• _Requirements_
Copy out the records below, replacing every "rectangular window" with "square pane" and keeping everything else the same.

• _Records to process_
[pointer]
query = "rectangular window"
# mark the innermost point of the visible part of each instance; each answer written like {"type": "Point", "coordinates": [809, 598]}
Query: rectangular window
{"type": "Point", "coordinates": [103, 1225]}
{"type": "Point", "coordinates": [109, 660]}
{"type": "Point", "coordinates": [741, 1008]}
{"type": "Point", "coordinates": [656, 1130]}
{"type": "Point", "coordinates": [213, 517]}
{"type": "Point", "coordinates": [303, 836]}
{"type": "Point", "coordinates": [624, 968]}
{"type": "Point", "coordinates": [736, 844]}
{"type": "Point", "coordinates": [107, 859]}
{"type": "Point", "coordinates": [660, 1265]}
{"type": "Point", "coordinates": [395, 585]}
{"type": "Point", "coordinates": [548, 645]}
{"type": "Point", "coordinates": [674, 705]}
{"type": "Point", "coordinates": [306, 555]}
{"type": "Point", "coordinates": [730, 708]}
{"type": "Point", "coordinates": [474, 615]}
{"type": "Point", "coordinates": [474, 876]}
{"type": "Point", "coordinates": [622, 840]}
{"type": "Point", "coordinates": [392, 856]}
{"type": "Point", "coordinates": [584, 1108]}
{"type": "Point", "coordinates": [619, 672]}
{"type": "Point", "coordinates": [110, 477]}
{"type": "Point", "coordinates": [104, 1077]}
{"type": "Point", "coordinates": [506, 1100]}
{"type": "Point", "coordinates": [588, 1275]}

• _Answer in full_
[pointer]
query = "square pane"
# mark the innermost point of the visible part of each instance; each answer written like {"type": "Point", "coordinates": [809, 598]}
Query: square pane
{"type": "Point", "coordinates": [103, 1225]}
{"type": "Point", "coordinates": [109, 660]}
{"type": "Point", "coordinates": [741, 1008]}
{"type": "Point", "coordinates": [656, 1130]}
{"type": "Point", "coordinates": [213, 517]}
{"type": "Point", "coordinates": [303, 836]}
{"type": "Point", "coordinates": [624, 968]}
{"type": "Point", "coordinates": [736, 844]}
{"type": "Point", "coordinates": [107, 859]}
{"type": "Point", "coordinates": [660, 1265]}
{"type": "Point", "coordinates": [395, 585]}
{"type": "Point", "coordinates": [548, 645]}
{"type": "Point", "coordinates": [674, 705]}
{"type": "Point", "coordinates": [306, 555]}
{"type": "Point", "coordinates": [730, 708]}
{"type": "Point", "coordinates": [474, 615]}
{"type": "Point", "coordinates": [474, 876]}
{"type": "Point", "coordinates": [622, 840]}
{"type": "Point", "coordinates": [392, 856]}
{"type": "Point", "coordinates": [584, 1108]}
{"type": "Point", "coordinates": [619, 672]}
{"type": "Point", "coordinates": [110, 477]}
{"type": "Point", "coordinates": [104, 1077]}
{"type": "Point", "coordinates": [506, 1100]}
{"type": "Point", "coordinates": [588, 1275]}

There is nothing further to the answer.